● **What is required**:
Print the entries below in their entirety, exactly as they are written.

[start]

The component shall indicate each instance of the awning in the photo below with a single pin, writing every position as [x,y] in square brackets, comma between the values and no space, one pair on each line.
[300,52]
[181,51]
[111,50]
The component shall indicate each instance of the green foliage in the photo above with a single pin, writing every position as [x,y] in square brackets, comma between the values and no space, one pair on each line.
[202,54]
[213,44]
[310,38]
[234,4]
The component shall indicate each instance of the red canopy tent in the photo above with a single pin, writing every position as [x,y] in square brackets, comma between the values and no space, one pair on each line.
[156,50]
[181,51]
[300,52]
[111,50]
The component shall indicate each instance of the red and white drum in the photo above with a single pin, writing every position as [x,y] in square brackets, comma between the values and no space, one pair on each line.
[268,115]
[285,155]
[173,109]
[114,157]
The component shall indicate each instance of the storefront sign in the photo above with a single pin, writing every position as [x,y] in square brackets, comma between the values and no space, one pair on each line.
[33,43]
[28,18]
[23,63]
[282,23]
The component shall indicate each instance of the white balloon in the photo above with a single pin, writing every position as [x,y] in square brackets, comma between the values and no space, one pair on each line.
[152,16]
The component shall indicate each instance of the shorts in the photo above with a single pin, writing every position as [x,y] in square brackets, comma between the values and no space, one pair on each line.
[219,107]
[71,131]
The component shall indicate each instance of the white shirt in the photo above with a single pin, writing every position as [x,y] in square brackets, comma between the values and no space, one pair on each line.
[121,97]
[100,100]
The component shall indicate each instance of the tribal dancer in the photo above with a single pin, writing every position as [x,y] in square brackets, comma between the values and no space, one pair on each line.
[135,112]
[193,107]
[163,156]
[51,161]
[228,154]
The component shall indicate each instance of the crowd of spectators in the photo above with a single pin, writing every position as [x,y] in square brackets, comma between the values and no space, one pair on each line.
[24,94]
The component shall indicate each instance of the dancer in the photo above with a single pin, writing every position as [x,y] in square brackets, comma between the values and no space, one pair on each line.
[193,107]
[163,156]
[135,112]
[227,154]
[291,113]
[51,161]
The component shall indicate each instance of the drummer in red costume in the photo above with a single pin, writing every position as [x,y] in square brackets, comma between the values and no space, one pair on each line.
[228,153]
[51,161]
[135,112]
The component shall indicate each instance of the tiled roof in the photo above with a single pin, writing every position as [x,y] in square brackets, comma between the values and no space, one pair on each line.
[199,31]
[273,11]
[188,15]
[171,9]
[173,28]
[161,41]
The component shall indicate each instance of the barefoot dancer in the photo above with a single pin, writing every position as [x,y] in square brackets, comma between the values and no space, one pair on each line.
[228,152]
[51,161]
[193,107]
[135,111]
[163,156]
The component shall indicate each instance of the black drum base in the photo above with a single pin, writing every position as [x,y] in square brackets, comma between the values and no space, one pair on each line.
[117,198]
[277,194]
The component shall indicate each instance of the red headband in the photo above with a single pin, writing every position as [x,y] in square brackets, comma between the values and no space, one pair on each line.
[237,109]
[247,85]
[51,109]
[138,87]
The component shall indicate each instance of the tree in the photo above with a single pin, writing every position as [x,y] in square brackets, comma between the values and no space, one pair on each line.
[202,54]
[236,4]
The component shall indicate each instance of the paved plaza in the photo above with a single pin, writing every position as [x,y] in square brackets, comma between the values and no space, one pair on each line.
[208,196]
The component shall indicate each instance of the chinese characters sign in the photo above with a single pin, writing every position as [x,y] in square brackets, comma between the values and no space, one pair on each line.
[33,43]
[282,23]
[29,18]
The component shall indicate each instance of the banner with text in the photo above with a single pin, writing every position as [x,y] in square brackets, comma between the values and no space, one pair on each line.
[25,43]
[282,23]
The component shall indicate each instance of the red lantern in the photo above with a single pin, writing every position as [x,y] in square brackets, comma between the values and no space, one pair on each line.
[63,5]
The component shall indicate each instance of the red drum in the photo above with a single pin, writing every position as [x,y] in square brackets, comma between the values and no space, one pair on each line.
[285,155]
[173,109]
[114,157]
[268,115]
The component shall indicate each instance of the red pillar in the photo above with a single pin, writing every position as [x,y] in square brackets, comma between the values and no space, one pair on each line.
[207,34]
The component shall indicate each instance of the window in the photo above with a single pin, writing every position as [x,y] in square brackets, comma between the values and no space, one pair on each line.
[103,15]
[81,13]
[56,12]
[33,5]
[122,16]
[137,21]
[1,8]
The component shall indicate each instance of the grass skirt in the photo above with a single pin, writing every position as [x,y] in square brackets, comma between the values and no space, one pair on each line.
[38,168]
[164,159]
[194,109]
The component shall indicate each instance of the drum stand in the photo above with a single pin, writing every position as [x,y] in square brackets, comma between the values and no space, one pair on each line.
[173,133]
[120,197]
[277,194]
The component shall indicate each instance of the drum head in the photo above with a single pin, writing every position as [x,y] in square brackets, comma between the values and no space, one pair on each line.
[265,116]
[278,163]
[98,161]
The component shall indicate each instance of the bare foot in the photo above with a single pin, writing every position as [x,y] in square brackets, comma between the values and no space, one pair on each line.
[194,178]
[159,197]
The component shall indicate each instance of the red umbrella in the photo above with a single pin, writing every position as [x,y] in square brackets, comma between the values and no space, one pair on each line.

[end]

● **Correct answer**:
The component shall indicate each instance of the awning in the photo below with a single pin, writing every position as [x,y] in square brackets, comma between the values and no space, one pair on each line.
[300,52]
[181,51]
[111,50]
The component shall indicate each instance of the green foliage in the photo above with a single pin, writing every position as [x,y] in square brackets, comma between the values and no space, one pair on each line.
[202,54]
[213,44]
[310,38]
[234,4]
The component shall indicate each instance of the red canopy tent in the photo above with a single pin, writing every position as [x,y] in square brackets, comma between the values and no space, one pair on each line.
[156,50]
[181,51]
[300,52]
[111,50]
The component shall indicate each instance of the red and white drum in the photo above with a single pin, writing every position as [x,y] in square brackets, comma between the values and no space, one pair on each line.
[268,115]
[285,155]
[173,109]
[114,157]
The component shall indicate each instance of the storefront sign in the photo above with a single pin, writing every position as [x,y] in square brackets, comma between the values and no space, one pair on each line.
[33,43]
[28,18]
[23,63]
[282,23]
The component shall indicate each instance of the white balloon in the photo above with a single pin, writing every position as [x,y] in square brackets, comma between the values and no space, one pair on each line.
[152,16]
The component shall indicate each instance of the shorts in the photo above with a single pin, writing every position as [x,y] in square brackets, comma between the values and no space, one pair on each line.
[219,107]
[71,131]
The component shall indicate each instance of the white shirt in the photo above with a single pin, writing every position as [x,y] in square brackets, comma between the values and no space, one pair on each line.
[121,97]
[100,100]
The component shall indicate each instance of the tribal dancer in the photo above with a single pin, writing every position as [x,y] in square brackets, comma between the values and no space, one pair on each line.
[135,112]
[193,107]
[163,156]
[51,161]
[228,154]
The component shall indicate each instance of the crowd of spectators in the photo above with a single pin, writing every position as [x,y] in square brackets, comma between the values and no space, one pair on each line.
[24,94]
The component shall indicate each instance of the dancer in the photo above with a single pin, writing every position as [x,y] in square brackets, comma between the values and no space, one pair on each line.
[193,107]
[163,156]
[135,112]
[227,154]
[291,113]
[51,161]
The component shall indicate each instance of the drummer in red costume in the photo above with a single pin, writing every position as [x,y] in square brackets, comma between the values and no space, one pair on each line.
[228,153]
[51,161]
[135,112]
The component shall indicate each instance of the tiled roof in the photo above with a single pin, writing every position as [x,y] in square brackets, comma between the values and no space, one pair on each line.
[199,31]
[273,11]
[188,15]
[171,9]
[173,28]
[161,41]
The component shall indicate each instance of the barefoot dancer in the photo above with a single pin, writing every position as [x,y] in square brackets, comma between the values and no space, one pair on each line.
[228,152]
[51,161]
[193,107]
[135,111]
[163,156]
The component shall indicate each instance of the black drum base in the photo above with a single pin, writing every position as [x,y] in square brackets, comma between the values and no space, one pair on each line.
[117,198]
[277,194]
The component shall indicate each instance of the red headband in the photo above with a single pin, writing every position as [x,y] in square brackets, comma between the values and no space, one pair on each line.
[237,109]
[247,85]
[51,109]
[138,87]
The component shall indicate each instance of the tree in the photo above with a single pin, writing every position as [x,y] in square brackets, comma between the values and no space, one pair on each line.
[202,54]
[236,4]
The component shall indicate each instance of the paved plaza in the photo above with a single pin, writing every position as [x,y] in square brackets, comma between the values and no space, one pair on each line.
[208,196]
The component shall indicate each instance of the chinese characters sign in the photo above with a single pin, writing every position as [x,y] in square brackets, comma between the values and no space, one pair on each line.
[33,43]
[282,23]
[29,18]
The component shall indicate each instance of the banner with text in the photo above with a single pin, writing every position as [x,y] in square brackets, comma between the values and no space, one pair on each line.
[25,43]
[282,23]
The component shall indicate each instance of the red lantern in the photo above with a single pin, writing every position as [x,y] in square brackets, comma between the values and no space, one pair on each line.
[63,5]
The component shall indicate each instance of the red drum in the photo above with a single pin, writing every position as [x,y] in square brackets, comma between the values and no space, one pair on each line.
[285,155]
[173,109]
[114,157]
[268,115]
The component shall indicate each instance of the red pillar in the photo above with a single pin, writing every position as [x,y] in square brackets, comma between the values and no space, one pair on each line.
[207,34]
The component shall indicate each instance of the window in the photo above with a single pin, writing every position as [x,y] in square brackets, comma between the values and no space, one pair on each line.
[103,15]
[81,13]
[56,12]
[33,5]
[122,16]
[137,21]
[1,8]
The component shall indicate each instance of the grass skirt in the photo above with a single pin, writing every position as [x,y] in square brackets, comma between the values and no space, one pair on each line.
[38,168]
[164,159]
[194,109]
The component shall indicate each instance of the drum stand in the photo above with a single pin, writing every position as [x,y] in square brackets, comma between the values and no space, one pair on each line.
[173,133]
[120,197]
[277,194]
The component shall indicate each instance of the drum head in the photo above with a single pin, writing every position as [x,y] in square brackets, comma between the values and no space, one pair on each line.
[265,116]
[278,163]
[98,161]
The component shall indicate each instance of the bare foot in the photo above with a single pin, writing every position as [x,y] in square brackets, comma between the values and no space, one pair on each line.
[194,178]
[159,197]
The component shall indicate each instance of the red umbrella in the photo above with a single pin, writing every position as [x,y] in square brackets, comma between the values and no space, one pair on each line.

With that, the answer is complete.